PROVIDED RECORDS

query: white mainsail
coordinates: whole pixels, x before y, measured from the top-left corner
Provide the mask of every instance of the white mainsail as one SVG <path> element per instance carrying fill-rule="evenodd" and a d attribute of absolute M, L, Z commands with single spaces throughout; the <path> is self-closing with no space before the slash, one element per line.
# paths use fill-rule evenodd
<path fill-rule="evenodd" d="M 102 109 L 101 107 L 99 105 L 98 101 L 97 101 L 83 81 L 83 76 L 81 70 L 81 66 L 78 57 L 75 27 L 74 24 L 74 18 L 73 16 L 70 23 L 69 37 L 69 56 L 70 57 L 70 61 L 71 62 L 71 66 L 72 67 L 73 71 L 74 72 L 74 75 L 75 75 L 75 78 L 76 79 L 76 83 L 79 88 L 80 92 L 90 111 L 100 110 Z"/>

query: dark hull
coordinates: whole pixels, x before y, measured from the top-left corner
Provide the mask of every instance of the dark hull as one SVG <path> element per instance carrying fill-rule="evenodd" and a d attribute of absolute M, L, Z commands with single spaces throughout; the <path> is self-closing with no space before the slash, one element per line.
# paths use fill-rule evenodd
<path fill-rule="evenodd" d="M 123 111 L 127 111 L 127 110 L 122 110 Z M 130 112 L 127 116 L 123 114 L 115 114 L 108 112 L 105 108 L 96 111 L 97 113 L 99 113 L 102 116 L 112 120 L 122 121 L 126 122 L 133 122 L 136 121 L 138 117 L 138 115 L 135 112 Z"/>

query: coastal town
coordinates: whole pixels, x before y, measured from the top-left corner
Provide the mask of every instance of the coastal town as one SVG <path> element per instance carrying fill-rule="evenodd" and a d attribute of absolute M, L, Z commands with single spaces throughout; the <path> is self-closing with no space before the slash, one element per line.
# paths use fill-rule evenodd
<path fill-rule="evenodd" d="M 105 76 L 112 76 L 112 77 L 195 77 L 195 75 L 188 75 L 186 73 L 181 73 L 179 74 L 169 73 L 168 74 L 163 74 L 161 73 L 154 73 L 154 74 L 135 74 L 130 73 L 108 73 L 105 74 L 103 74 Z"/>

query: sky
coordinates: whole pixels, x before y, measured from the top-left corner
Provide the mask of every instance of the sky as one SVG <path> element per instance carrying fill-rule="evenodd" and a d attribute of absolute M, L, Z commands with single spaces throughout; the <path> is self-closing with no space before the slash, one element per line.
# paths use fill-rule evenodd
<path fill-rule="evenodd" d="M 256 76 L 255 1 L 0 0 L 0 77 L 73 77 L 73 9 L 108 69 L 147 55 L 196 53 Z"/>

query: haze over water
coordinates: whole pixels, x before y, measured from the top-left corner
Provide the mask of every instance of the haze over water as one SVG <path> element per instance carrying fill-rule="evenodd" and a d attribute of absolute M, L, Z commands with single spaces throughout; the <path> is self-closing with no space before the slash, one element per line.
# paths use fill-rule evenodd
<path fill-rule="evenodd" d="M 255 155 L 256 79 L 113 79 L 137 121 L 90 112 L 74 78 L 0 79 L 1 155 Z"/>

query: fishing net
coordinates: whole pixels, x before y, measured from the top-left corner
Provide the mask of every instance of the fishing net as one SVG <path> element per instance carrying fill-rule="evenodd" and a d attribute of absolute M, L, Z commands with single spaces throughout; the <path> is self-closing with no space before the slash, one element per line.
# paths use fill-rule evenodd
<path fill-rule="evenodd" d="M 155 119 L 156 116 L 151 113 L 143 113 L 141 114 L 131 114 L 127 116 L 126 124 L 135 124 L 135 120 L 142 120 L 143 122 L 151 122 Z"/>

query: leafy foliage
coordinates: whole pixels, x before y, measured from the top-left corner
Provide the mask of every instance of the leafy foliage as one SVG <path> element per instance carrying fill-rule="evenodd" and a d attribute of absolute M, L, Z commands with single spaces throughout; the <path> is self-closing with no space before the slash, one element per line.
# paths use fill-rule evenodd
...
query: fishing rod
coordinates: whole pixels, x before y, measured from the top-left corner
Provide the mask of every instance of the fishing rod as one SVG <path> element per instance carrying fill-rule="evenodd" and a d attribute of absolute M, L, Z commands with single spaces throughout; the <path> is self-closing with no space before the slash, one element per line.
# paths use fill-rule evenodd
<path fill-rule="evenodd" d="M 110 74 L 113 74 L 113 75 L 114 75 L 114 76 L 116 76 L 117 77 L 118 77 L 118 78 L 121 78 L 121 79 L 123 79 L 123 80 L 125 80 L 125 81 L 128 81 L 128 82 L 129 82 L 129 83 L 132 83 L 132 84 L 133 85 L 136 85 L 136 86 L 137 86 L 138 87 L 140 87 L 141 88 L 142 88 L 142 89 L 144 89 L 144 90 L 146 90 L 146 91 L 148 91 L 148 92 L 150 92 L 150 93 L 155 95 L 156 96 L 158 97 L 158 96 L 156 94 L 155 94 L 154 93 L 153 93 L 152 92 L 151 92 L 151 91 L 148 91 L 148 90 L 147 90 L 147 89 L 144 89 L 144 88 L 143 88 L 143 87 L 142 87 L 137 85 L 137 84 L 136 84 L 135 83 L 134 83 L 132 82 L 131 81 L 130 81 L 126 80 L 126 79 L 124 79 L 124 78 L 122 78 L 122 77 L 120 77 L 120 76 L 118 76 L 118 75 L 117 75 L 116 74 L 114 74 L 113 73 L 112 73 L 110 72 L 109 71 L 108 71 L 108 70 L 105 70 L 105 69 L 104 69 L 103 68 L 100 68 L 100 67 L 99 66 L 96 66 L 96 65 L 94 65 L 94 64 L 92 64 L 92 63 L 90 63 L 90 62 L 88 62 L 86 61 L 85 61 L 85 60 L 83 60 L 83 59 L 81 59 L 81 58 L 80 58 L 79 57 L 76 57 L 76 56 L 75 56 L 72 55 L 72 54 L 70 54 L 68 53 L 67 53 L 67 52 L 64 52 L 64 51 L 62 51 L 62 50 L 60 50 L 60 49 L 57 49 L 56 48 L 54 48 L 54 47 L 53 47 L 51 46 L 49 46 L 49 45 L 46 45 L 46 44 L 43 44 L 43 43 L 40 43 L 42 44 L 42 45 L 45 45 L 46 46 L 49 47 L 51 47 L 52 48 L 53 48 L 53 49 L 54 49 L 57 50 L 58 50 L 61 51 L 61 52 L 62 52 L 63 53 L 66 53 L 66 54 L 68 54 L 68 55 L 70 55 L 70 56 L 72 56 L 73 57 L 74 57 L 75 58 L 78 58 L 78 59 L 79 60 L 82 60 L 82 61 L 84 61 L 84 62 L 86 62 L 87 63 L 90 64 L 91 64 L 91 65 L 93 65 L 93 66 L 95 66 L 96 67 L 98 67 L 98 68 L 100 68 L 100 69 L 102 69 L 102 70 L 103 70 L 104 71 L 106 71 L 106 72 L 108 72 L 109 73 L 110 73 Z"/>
---
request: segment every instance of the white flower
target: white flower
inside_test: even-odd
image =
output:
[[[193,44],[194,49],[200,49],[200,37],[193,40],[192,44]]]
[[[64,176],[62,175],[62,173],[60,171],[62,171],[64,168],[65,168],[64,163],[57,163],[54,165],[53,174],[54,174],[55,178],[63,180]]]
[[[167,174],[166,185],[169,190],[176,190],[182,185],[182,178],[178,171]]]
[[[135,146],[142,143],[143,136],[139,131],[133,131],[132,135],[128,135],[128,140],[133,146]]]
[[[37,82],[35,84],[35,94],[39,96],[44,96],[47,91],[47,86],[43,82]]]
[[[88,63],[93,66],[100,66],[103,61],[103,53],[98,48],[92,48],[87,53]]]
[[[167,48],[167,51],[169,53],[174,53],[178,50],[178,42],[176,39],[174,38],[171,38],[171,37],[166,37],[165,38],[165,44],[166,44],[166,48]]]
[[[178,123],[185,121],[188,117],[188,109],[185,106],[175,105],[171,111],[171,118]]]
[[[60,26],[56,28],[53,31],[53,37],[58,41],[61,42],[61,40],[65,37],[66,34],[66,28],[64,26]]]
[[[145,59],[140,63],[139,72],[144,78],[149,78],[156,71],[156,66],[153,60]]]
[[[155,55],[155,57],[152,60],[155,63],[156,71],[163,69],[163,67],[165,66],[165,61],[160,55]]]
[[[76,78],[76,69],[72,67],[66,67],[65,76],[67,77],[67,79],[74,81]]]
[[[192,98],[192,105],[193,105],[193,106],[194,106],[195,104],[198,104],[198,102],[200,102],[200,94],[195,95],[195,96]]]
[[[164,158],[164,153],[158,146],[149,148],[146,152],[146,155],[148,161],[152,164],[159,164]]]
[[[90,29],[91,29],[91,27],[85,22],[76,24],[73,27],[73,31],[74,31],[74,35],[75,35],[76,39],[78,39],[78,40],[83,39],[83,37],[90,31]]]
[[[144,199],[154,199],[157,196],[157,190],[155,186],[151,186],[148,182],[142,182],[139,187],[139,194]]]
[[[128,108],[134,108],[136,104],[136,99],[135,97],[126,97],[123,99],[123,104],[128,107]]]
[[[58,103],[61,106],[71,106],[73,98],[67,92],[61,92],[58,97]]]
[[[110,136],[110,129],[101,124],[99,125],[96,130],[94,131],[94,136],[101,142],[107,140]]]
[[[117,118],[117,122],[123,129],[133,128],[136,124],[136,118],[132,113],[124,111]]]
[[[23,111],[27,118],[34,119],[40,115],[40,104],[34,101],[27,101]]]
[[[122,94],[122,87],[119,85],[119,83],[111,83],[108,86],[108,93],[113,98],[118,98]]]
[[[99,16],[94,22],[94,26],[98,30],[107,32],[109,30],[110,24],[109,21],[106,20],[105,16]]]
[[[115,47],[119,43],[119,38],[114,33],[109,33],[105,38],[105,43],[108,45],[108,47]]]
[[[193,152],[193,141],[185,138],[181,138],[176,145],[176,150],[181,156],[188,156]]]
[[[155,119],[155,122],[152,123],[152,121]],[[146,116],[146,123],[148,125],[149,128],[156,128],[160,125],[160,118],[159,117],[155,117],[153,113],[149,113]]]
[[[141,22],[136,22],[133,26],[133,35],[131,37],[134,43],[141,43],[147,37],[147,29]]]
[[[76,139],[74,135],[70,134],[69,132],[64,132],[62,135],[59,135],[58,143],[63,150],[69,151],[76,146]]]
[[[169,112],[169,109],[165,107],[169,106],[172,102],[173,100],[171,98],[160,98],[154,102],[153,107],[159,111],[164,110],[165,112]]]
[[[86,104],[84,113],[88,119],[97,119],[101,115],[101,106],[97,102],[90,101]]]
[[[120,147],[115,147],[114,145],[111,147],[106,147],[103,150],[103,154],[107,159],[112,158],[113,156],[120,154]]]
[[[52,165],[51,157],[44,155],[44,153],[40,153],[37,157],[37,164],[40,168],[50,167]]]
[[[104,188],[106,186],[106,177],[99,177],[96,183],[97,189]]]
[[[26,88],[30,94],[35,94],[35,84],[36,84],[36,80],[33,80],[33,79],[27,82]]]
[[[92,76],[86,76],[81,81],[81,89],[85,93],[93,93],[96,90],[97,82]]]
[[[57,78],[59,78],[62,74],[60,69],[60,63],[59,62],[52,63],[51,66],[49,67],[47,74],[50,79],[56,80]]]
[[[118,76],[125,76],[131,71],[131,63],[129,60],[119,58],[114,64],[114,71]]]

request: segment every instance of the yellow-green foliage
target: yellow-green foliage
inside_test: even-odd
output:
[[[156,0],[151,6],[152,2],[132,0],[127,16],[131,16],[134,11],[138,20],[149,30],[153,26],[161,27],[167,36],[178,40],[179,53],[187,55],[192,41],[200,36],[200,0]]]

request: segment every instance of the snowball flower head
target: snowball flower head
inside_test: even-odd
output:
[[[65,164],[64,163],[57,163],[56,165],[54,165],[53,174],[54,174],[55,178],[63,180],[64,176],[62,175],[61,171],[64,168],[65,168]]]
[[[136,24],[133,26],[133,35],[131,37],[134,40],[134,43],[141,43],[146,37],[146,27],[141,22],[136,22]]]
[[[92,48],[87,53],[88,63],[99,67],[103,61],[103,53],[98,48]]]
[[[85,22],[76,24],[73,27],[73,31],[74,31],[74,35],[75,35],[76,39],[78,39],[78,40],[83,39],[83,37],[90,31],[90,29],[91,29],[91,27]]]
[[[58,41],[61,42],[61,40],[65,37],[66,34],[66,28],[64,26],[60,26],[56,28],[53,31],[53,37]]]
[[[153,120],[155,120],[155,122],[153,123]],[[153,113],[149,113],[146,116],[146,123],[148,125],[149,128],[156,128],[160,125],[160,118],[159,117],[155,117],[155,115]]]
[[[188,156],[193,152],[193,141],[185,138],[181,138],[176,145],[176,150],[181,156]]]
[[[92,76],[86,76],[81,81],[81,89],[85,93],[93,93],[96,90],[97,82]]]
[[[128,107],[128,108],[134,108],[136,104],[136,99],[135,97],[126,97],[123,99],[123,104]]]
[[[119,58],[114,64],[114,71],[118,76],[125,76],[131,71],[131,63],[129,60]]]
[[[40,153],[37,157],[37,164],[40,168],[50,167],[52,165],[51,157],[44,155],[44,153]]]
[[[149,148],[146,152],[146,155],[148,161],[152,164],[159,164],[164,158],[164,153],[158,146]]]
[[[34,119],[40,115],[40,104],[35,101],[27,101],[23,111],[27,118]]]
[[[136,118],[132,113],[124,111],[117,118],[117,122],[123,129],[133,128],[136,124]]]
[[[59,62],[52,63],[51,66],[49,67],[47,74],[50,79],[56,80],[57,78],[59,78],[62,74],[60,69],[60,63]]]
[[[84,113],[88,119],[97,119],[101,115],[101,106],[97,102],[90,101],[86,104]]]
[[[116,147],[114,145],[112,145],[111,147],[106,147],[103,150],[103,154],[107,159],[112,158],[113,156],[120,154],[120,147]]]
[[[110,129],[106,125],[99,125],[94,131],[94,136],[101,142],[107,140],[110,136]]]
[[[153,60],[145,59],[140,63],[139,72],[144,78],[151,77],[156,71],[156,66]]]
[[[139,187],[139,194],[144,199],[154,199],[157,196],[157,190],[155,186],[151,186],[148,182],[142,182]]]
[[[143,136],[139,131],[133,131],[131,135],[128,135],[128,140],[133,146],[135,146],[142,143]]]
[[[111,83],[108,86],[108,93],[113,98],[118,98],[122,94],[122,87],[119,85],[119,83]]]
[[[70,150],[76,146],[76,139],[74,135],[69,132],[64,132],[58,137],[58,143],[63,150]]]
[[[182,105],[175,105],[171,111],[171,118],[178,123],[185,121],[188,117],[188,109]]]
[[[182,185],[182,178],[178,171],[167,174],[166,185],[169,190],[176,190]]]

PROBLEM DESCRIPTION
Pull out every line of the material above that contains the string "query".

WRITTEN ANSWER
query: white mainsail
query: dark hull
query: coastal town
query: sky
query: haze over water
query: fishing net
query: leafy foliage
query: fishing rod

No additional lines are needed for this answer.